[Dataset excerpts]
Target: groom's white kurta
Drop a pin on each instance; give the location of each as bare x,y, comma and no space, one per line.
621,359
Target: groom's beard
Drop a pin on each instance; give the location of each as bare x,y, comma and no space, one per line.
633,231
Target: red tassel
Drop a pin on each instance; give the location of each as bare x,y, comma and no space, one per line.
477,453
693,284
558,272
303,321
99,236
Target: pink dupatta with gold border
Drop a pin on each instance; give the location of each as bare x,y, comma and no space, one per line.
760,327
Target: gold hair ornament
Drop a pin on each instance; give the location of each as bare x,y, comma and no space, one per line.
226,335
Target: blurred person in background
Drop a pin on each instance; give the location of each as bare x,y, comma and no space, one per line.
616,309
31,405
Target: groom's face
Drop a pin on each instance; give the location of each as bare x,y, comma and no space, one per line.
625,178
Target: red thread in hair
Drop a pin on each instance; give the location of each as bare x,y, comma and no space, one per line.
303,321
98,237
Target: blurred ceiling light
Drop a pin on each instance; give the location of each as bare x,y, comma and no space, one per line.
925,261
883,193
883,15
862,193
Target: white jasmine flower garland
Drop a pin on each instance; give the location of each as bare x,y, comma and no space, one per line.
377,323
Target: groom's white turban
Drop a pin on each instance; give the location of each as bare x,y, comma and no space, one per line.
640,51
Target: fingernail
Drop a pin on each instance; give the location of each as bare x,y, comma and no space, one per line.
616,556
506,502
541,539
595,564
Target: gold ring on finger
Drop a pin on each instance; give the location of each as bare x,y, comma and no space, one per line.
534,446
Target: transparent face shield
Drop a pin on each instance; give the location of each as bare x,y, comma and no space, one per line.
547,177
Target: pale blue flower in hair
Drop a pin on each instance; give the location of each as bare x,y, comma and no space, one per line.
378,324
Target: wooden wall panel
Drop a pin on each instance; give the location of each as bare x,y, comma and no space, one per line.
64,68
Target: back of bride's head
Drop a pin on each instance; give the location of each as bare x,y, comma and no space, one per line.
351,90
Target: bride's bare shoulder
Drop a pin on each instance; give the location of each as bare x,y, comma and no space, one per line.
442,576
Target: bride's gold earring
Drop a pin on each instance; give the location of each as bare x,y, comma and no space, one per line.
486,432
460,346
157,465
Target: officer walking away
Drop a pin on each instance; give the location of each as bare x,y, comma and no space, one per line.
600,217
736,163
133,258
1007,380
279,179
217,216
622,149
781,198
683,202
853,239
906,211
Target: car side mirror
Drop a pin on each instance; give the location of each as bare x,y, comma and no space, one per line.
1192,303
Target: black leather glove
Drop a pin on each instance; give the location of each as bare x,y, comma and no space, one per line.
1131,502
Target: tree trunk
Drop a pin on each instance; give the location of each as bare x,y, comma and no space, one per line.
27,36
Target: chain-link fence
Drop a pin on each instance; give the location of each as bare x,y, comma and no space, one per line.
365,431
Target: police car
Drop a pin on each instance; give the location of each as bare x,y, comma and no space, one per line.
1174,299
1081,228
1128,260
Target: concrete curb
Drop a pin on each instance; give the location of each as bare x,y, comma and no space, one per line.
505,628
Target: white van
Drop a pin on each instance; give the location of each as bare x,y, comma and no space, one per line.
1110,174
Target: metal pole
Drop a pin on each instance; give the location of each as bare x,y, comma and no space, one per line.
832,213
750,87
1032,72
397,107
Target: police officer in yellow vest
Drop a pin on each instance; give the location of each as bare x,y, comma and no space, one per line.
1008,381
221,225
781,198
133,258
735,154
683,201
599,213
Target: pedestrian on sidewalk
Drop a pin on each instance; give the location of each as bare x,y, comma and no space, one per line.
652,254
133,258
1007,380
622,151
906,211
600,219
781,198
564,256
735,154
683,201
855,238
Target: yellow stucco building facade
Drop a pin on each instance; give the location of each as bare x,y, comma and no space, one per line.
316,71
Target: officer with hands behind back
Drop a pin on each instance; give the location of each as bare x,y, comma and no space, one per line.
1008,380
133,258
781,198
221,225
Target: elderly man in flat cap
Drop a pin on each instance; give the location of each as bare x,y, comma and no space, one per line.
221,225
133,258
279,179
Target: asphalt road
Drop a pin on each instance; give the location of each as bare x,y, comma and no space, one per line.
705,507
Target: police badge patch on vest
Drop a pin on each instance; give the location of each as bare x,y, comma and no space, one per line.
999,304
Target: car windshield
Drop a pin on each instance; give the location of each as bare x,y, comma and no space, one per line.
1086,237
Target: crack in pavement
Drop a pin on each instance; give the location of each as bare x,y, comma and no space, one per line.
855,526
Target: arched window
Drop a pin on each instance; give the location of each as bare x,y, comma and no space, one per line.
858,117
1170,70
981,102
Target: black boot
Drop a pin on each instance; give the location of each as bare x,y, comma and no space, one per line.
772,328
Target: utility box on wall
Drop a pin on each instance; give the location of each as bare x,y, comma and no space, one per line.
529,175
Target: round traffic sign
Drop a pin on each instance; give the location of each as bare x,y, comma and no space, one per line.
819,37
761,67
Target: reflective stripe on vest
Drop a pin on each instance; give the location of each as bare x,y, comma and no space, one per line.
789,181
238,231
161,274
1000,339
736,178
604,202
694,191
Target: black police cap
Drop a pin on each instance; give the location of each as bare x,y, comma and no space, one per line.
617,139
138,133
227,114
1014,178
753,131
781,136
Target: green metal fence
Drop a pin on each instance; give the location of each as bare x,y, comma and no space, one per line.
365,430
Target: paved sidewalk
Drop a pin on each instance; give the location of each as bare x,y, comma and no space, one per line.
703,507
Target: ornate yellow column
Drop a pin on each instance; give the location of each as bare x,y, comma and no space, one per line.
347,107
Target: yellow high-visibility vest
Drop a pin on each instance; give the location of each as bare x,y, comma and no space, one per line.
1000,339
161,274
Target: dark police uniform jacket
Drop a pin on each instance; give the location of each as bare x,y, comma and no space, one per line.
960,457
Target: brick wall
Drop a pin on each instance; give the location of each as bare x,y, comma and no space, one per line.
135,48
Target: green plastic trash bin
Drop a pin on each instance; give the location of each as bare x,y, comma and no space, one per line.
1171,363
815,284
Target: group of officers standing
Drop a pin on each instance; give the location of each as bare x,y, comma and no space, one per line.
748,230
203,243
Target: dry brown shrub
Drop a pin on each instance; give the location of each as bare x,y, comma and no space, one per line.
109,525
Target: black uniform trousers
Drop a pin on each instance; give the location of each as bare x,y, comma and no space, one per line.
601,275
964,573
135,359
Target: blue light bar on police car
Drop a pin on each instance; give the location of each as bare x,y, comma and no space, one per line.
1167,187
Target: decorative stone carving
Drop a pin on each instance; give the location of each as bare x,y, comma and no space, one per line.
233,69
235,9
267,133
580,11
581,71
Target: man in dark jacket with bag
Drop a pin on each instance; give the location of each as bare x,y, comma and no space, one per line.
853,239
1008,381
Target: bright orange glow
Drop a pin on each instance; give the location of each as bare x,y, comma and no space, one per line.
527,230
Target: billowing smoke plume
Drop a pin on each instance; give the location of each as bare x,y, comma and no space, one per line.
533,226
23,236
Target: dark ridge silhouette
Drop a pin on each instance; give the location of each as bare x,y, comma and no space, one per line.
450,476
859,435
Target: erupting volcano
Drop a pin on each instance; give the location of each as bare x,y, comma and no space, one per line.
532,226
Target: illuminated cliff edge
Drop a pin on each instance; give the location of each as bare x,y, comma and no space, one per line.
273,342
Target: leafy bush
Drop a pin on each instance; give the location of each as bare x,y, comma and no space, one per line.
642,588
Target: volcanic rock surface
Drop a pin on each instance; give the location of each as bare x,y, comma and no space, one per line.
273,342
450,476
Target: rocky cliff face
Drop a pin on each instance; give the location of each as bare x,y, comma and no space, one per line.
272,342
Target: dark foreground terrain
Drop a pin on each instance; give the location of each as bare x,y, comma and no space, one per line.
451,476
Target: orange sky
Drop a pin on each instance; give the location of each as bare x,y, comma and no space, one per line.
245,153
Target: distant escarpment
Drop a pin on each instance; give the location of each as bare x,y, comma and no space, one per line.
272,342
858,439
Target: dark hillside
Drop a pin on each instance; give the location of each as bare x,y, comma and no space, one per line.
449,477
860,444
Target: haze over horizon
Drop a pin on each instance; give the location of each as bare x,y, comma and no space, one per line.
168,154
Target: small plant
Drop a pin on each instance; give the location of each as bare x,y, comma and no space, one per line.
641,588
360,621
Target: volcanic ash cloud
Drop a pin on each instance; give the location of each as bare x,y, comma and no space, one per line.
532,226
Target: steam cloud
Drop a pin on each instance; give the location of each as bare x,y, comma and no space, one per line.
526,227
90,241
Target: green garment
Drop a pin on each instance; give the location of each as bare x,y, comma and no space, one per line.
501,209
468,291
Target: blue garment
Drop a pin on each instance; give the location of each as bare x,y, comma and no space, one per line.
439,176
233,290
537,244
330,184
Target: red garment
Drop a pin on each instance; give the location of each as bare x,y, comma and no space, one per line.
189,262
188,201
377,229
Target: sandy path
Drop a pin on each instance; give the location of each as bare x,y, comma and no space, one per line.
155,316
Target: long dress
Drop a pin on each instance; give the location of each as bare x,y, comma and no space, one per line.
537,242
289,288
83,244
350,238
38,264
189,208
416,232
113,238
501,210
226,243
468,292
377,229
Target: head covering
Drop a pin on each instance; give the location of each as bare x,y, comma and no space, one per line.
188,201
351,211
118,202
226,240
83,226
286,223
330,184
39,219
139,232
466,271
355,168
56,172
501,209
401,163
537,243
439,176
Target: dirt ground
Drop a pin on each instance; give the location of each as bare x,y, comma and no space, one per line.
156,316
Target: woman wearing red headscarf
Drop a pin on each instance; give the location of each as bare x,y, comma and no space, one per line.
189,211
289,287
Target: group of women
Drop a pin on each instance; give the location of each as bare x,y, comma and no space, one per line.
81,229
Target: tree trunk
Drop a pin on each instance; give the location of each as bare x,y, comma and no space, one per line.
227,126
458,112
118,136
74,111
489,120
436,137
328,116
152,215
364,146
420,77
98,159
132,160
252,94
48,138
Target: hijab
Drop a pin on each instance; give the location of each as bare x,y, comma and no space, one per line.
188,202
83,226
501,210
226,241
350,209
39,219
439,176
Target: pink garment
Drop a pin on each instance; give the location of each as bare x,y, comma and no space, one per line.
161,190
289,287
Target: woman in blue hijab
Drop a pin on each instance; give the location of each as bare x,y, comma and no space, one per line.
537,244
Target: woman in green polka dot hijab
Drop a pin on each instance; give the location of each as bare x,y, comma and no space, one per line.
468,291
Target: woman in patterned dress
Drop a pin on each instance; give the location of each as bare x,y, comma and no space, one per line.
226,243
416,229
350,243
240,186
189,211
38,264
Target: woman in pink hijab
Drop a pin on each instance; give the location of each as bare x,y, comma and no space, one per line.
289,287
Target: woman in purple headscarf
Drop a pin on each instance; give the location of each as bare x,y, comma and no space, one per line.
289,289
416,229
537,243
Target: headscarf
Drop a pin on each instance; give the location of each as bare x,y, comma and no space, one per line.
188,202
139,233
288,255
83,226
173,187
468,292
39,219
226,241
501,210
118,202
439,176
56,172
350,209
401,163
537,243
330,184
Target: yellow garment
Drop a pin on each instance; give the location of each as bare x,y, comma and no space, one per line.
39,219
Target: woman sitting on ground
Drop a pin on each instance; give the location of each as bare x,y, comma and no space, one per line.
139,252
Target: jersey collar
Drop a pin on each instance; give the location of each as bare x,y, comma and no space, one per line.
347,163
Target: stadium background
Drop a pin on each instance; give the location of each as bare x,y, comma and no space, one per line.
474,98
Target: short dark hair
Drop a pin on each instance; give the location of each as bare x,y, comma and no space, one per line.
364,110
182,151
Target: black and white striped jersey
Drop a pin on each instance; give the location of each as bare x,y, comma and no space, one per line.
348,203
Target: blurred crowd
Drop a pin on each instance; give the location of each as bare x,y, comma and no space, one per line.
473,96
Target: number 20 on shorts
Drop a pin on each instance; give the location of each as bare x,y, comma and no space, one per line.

• **About this task**
Every line above that holds the string "hijab" should be copied into the answer.

• **Response box**
Target: hijab
Target: woman in blue hijab
Target: woman in green polka dot hijab
Target: woman in pink hijab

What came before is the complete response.